**Do this**: Rewrite the listing below, changing "dirt path" to "gravel road" and leaving everything else as it is.

**Supplied data**:
[BEGIN]
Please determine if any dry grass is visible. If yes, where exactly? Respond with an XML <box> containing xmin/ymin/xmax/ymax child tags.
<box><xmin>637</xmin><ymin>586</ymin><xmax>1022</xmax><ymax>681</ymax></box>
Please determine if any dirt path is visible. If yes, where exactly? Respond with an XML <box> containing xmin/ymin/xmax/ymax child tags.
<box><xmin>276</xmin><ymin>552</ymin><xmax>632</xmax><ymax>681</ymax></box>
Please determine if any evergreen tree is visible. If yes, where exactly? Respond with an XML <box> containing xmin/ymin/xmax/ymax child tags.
[END]
**Expected answer**:
Please determine if any dry grass is visible. If yes, where exactly? Respond with an XML <box> containing xmin/ymin/xmax/ymax child tags.
<box><xmin>637</xmin><ymin>586</ymin><xmax>1022</xmax><ymax>681</ymax></box>
Please determine if any gravel road is visible. If yes, where exactly? Respond with an XML <box> containing xmin/ymin/xmax/ymax child tags.
<box><xmin>276</xmin><ymin>552</ymin><xmax>632</xmax><ymax>681</ymax></box>
Please determine if any evergreen tree is visible. If yes, where exactly? Respond with an XML <box> containing xmin/ymin/xmax/ymax child tags.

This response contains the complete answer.